**Reading text:**
Start of Block
Factors that impact the length of stay (LOS) in hospitalized patients have not been well characterized. We used a dataset from a large national cohort of hospitalized patients to determine if patient demographics, admission month and weekday, payer type, and other hospital care variables are associated with LOS in hospitalized patients.
We used data from all patient admissions to hospitalist services at six partner sites from December 2013 to September 2015. Variables investigated included: age, diagnosis-related group (DRG) relative weight, discharge disposition (home, expired, post-acute facility, and other), payer type (Medicare, Medicaid, self-pay, and commercial), admission month, and admission weekday. Predictors of patient LOS were tested using generalized additive models with a Poisson distribution.
End of Block
**Recorded data:**
Start of Block
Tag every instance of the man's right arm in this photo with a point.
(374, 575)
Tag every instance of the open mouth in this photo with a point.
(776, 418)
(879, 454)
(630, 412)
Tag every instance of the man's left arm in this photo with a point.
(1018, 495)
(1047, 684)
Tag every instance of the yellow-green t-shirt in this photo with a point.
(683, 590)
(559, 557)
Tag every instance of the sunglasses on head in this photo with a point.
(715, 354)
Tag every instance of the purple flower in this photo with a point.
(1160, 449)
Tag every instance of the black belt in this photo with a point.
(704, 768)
End of Block
Start of Block
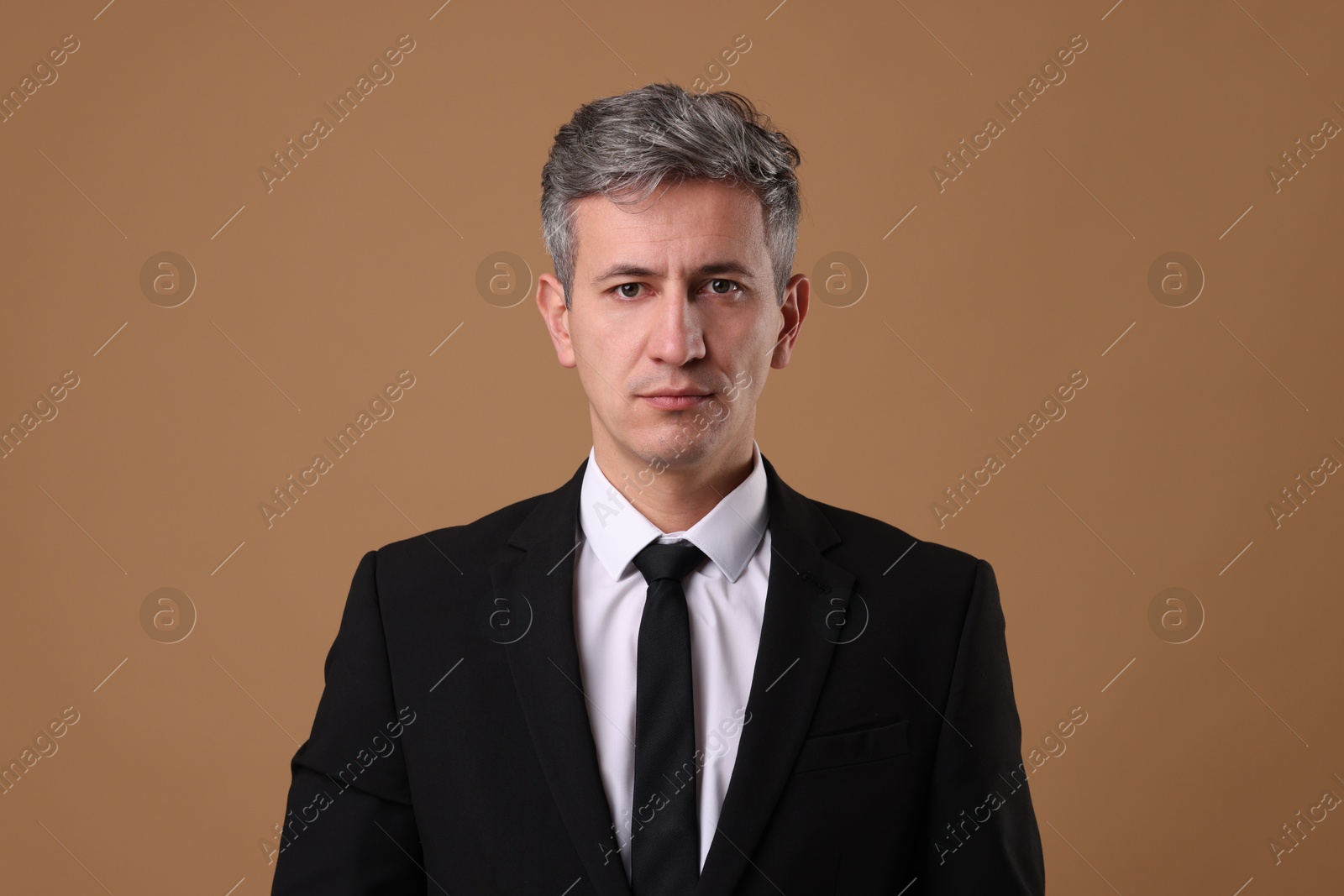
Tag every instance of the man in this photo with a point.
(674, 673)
End of Block
Start of Block
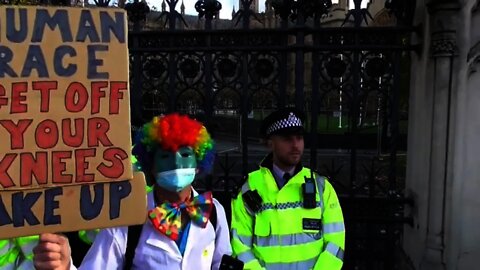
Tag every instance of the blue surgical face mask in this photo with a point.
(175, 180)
End of Block
**Exercise 1:** List the payer types named in the text on hospital length of stay.
**Exercise 2:** Write the next part of the study summary on hospital length of stay, starting after its final sentence.

**Task result 1:** Medicare, Medicaid, self-pay, and commercial.

**Task result 2:**
We analyzed data from 31,086 patient hospital admissions. All variables investigated were determined to be significant predictors of LOS (p<0.05). Specifically, younger and older patients were found to have shorter LOS; patients that were 35-75 years old exhibited the highest LOS, as compared to other age groups. As expected, LOS was found to increase with increasing DRG relative weight. Discharge to post-acute facilities was associated with the greatest LOS, compared to all other groups. As compared to the payer of Medicare insurance, patients with the payer of Medicaid, self-pay, and commercial had longer LOS. The admission month and weekday were also found to impact the LOS as shown in Figure 1a and 1b, with the greatest LOS occurring in patients admitted in December and on the weekday of Thursday.
We identified that age, DRG relative weight, discharge disposition location, payer type, admission month, and admission weekday are predictors that can be utilized for estimation of LOS. Further studies of the impacts of prediction models and interventional programs designed to reduce LOS in admitted patients should be performed.